— Start MATERIAL TO PROCESS —
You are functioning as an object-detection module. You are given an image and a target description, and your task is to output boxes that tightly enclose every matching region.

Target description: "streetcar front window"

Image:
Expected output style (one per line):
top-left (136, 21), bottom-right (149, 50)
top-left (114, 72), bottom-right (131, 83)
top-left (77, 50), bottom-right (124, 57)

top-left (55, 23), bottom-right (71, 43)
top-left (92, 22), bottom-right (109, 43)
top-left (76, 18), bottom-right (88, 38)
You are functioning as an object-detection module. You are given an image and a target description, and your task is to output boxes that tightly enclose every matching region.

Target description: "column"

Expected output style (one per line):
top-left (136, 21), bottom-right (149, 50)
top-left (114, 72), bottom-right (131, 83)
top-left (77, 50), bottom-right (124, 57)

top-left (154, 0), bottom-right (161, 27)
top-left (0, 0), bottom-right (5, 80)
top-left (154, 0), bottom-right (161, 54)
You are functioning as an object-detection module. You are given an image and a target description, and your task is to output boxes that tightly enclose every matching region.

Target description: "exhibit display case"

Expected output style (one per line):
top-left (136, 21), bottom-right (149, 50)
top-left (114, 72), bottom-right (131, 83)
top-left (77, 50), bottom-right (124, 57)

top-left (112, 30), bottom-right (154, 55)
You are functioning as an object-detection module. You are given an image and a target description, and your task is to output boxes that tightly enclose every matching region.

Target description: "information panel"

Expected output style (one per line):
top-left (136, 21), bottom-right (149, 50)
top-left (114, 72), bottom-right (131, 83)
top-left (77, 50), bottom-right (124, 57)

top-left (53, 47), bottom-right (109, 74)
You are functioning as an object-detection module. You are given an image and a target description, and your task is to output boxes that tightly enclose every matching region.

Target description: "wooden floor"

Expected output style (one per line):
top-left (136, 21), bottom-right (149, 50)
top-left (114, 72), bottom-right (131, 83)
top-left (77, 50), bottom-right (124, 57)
— End MATERIAL TO PROCESS —
**PROBLEM:**
Starting at the beginning of the items and stopping after the line that contains "top-left (76, 18), bottom-right (88, 38)", reproduce every line, requests included, with each box coordinate in the answers scaled by 0.25 and rounded to a whole number, halves rounded up. Leave the numbers in the requests and in their sample output format unchanged.

**RESULT:**
You are functioning as an object-detection module. You are given an image and a target description, and your task is to output boxes that tightly enclose every matching region.

Target description: "streetcar front window"

Image:
Expected output style (one per line):
top-left (136, 21), bottom-right (149, 50)
top-left (114, 72), bottom-right (131, 83)
top-left (77, 50), bottom-right (124, 57)

top-left (14, 6), bottom-right (18, 11)
top-left (23, 6), bottom-right (27, 11)
top-left (19, 5), bottom-right (22, 10)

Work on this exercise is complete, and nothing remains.